**Information supplied:**

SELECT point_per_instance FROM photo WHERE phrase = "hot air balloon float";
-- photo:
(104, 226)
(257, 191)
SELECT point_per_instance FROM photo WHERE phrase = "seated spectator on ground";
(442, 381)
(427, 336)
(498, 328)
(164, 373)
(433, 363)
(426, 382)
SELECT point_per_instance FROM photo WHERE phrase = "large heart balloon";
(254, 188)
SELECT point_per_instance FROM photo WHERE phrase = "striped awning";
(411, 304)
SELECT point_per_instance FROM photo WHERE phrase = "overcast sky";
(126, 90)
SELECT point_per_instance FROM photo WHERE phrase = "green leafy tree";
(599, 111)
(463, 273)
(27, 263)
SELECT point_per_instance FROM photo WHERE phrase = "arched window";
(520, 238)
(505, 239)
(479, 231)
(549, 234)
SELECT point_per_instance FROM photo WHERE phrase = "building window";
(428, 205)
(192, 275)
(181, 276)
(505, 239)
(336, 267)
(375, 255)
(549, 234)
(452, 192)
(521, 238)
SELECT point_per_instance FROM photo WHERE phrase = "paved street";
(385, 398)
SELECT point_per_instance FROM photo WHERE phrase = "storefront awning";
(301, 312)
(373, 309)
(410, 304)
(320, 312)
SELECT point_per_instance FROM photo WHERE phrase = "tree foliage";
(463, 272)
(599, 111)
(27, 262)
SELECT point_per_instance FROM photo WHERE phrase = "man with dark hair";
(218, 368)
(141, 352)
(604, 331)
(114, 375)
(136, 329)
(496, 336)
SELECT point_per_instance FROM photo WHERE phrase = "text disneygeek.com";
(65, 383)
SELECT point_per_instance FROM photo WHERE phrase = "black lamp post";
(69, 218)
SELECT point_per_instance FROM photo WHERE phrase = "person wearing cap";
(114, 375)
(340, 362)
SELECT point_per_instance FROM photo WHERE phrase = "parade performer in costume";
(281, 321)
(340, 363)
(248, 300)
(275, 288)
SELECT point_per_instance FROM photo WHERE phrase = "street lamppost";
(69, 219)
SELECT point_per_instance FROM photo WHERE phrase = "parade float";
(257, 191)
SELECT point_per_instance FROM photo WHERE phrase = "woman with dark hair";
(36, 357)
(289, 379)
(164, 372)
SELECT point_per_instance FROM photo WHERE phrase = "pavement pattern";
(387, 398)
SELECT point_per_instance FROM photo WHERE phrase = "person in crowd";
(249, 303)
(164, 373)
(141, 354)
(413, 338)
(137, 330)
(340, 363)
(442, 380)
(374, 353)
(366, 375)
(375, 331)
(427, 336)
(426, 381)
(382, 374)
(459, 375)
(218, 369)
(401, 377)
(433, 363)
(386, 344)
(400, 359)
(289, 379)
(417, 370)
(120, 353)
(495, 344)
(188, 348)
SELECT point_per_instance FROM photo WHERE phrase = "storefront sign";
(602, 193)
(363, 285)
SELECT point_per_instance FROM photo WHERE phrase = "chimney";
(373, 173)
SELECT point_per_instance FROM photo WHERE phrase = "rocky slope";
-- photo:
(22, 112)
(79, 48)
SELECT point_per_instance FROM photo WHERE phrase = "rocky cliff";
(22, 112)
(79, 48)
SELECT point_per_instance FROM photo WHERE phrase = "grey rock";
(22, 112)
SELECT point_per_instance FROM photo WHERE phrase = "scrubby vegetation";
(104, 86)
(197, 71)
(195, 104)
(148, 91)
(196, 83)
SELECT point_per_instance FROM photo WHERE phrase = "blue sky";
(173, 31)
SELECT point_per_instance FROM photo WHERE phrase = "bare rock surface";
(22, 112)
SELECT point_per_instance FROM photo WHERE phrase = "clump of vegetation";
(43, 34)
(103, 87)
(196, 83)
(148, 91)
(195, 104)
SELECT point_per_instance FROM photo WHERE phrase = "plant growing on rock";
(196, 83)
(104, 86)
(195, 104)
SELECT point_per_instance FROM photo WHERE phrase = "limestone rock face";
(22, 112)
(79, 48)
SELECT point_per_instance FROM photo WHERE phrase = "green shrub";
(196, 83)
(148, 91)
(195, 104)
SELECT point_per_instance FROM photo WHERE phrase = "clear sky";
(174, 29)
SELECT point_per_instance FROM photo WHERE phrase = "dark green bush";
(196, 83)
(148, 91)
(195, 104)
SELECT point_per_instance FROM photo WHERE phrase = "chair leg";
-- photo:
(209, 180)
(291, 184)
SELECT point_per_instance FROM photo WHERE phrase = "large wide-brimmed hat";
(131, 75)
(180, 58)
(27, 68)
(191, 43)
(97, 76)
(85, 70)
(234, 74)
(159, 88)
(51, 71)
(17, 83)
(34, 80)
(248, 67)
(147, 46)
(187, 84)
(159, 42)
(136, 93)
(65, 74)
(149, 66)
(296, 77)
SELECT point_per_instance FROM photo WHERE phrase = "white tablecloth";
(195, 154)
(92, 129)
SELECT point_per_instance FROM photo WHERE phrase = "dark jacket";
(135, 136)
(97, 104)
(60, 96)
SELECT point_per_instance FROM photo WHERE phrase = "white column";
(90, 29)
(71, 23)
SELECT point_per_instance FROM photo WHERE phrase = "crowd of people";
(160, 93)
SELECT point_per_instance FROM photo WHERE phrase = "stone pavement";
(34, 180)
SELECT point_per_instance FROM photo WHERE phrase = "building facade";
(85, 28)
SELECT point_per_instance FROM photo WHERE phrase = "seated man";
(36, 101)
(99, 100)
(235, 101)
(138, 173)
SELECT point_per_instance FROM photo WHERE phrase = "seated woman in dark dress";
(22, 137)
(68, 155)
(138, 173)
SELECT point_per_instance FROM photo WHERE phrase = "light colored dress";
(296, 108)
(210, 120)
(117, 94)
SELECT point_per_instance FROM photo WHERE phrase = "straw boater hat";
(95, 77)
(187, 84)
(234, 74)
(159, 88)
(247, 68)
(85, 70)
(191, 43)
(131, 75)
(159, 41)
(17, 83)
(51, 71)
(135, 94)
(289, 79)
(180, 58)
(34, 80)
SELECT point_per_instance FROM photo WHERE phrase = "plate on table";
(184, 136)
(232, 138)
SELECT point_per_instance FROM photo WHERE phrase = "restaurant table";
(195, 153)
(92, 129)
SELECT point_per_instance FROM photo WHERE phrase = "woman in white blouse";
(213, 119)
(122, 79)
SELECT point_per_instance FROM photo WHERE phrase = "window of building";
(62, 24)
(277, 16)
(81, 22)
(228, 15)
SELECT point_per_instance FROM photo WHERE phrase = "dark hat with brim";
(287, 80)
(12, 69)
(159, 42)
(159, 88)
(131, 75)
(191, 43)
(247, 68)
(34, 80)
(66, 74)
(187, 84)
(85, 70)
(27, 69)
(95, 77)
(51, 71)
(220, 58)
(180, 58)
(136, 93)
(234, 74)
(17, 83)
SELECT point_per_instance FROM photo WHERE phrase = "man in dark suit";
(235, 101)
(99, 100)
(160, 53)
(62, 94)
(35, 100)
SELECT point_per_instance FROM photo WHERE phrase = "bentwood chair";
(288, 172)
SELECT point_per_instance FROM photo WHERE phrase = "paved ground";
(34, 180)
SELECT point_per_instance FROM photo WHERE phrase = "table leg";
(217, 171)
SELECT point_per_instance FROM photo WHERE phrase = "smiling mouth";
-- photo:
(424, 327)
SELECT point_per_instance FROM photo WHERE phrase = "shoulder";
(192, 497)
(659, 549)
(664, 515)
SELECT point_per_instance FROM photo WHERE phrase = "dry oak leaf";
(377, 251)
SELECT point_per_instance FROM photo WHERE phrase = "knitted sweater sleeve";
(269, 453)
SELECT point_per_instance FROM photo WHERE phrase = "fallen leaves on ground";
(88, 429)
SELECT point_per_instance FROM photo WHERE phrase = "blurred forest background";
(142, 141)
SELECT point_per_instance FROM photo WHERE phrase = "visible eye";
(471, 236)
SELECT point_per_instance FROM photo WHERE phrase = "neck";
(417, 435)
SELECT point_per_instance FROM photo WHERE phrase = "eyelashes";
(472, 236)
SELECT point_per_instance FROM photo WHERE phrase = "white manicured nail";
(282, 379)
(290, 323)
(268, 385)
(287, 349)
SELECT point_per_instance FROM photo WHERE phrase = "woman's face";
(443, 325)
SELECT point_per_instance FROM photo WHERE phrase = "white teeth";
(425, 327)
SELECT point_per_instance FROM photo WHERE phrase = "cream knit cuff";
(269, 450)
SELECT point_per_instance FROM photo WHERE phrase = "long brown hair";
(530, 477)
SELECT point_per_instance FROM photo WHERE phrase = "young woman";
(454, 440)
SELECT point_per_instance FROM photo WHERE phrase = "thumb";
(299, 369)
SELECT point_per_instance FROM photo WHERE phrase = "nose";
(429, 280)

**Instructions for the task:** Give only the number of lines in the data above that contain the string "person", matching case exactly.

**Finished exercise:** 2